Ejercicios para completar:
a) Resume en dos oraciones el relato sobre el pudor infantil.
b) Continúa, por favor, el relato sobre el pudor infantil a partir del punto en que se detiene.

Texto de lectura:
====

Recuerdo que, algún tiempo después de este incidente, ya de vuelta en Kiev, mi tía, que acababa de llegar del campo, charlaba con mi madre sin saber que yo las escuchaba. Decía que había descubierto que Olga, que en el campo dormía en la terraza debido a los calores estivales, había sido visitada continuamente por la noche por un chico de doce años, el hijo del cochero, que se metía en su cama «para hacerle guarradas». Después del escándalo del Cáucaso, entendí de qué «guarradas» se trataba. Y mi madre le dijo a mi tía: «¡Ah! Ahora entiendo por qué Olga ha llegado aquí tan amarilla y con ojeras». Concluí que hacer «guarrerías» era malo para la salud.

En esa época, y hasta la edad de once años, yo era excesivamente púdico. Esa pudicia no tenía ninguna base sexual y era, creo, puramente imitativa, pero yo pensaba que era cosa espantosa mostrarse a una persona del sexo femenino no ya desnudo, sino incluso en camisa y calzoncillos. A partir de los siete años tuve un cuarto propio y recuerdo el terror que experimenté cuando nuestra criada estuvo a punto de sorprenderme mientras me cambiaba la camisa. Desde ese momento, me aseguré siempre cuidadosamente de que mi puerta estuviera bien cerrada antes de orinar, de desnudarme, etc. Lo que me hace creer que no había nada sexual en ello es que sé de casos de niños de cuatro e incluso de tres años que experimentan los mismos temores púdicos: es un fenómeno de imitación y de sugestión. Los niños ven a los adultos esconderse para desnudarse, para hacer sus necesidades, etc..., oyen los gritos de las damas a punto de ser sorprendidas en ropa interior y concluyen que ser visto poco o nada vestido es cosa terrible. ¡Cuán profundas y tenaces son las impresiones de esa edad! Mi padre, para inspirarme la valentía física, hablaba con desprecio delante de mí de los niños débiles, miedosos, que son como «mujercitas». Esto me produjo una impresión tan profunda que hasta la edad adulta consideré la debilidad física como la cosa más vergonzosa, peor que los mayores vicios, y me espantaba la idea de que yo fuera una de esas «mujercitas» de las que me hablaba mi padre, cuando en realidad era muy robusto para mi edad y físicamente valiente aunque miedoso moralmente (así, no dudaba en pelear con un muchacho mayor que yo, pero no me atrevía a levantar la voz para reclamar mis derechos).

====

Extractos de conjuntos de datos etiquetados con cuadros

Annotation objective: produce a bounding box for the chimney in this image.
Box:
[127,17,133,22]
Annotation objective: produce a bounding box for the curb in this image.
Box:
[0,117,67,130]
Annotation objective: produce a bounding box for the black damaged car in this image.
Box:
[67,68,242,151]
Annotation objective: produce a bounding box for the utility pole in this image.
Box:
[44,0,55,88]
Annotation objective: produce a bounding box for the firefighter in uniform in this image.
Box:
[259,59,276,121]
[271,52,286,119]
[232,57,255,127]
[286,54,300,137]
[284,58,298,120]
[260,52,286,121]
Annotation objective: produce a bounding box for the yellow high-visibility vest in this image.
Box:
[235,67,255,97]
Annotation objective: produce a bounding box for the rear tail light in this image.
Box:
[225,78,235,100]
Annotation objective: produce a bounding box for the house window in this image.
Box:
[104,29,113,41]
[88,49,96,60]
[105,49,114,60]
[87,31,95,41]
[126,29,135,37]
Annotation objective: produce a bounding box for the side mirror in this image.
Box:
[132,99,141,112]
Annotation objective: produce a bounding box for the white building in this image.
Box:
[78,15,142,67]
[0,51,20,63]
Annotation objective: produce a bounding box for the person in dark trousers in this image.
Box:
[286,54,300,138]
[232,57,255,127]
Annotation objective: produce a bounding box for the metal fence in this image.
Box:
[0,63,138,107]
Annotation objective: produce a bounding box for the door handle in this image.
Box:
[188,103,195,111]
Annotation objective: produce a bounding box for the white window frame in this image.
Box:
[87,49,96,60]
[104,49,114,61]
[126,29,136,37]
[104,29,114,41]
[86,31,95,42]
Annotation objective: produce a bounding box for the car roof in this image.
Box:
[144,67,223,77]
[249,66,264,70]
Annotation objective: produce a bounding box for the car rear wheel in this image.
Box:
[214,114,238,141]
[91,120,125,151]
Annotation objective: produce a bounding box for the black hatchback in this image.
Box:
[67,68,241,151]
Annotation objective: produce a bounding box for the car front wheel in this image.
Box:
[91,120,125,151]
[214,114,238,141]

====

Respuestas del ejercicio:
a) El narrador oyó a su tía contar que un chico visitaba de noche la cama de Olga, y de lo que dijo su madre concluyó que hacer «guarrerías» era malo para la salud. Además, hasta los once años fue excesivamente púdico por imitación de los adultos, y los comentarios despectivos de su padre sobre los niños débiles le hicieron considerar la debilidad física lo más vergonzoso hasta la edad adulta.

b)
Volviendo al pudor, tuve en esa época sueños que se han perpetuado a lo largo de toda mi existencia y siguen todavía hoy: soñaba que me encontraba en la calle o en un salón, sin ropa, sin pantalón o solamente descalzo o sin chaqueta (o con un solo pie descalzo). Trataba de ocultar ese escándalo y experimentaba indecibles sufrimientos. Como acabo de decir, esos sueños sigo teniéndolos ¡y me hacen sufrir tanto como a la edad de ocho o nueve años! Y sin embargo, a partir de los doce ya no experimenté en la vida real ninguna especie de sentimiento de pudor y si evitaba dejarme ver desnudo era por respeto hacia los reglamentos públicos y en absoluto por sentimiento íntimo. Nueva prueba de la profundidad de las huellas subconscientes de las impresiones infantiles. Otro sueño horrible del que nada ha podido liberarme es la visión de estar en un banco del colegio (gimnasio), sin saberme la lección y a la espera de ser interrogado por el profesor. Tengo esa torturante pesadilla, todavía hoy, al menos una vez por semana. En cuanto al sueño de estar vestido de forma incompleta en medio de la gente, lo tengo cada quince o veinte días y es verdaderamente duro. Me he enterado por conversaciones de que muchas personas (sobre todo las mujeres) tienen sueños angustiosos en que se hallan desvestidas o incompletamente vestidas en medio de la gente. Cuando era niño soñaba también a menudo que caía en las profundidades o que me perseguían animales salvajes y perros, pero al llegar la edad adulta dejé de tener esos sueños.

Recuerdo que cuando tenía siete u ocho años (era después de la historia con los hijos del general), paseaba una vez por la calle con mis hermanas y nuestra institutriz francesa cuando un niño del pueblo (un pequeño muzhik) que yo no conocía me dijo señalando con el dedo a una de mis hermanas: «¿Te la follas?».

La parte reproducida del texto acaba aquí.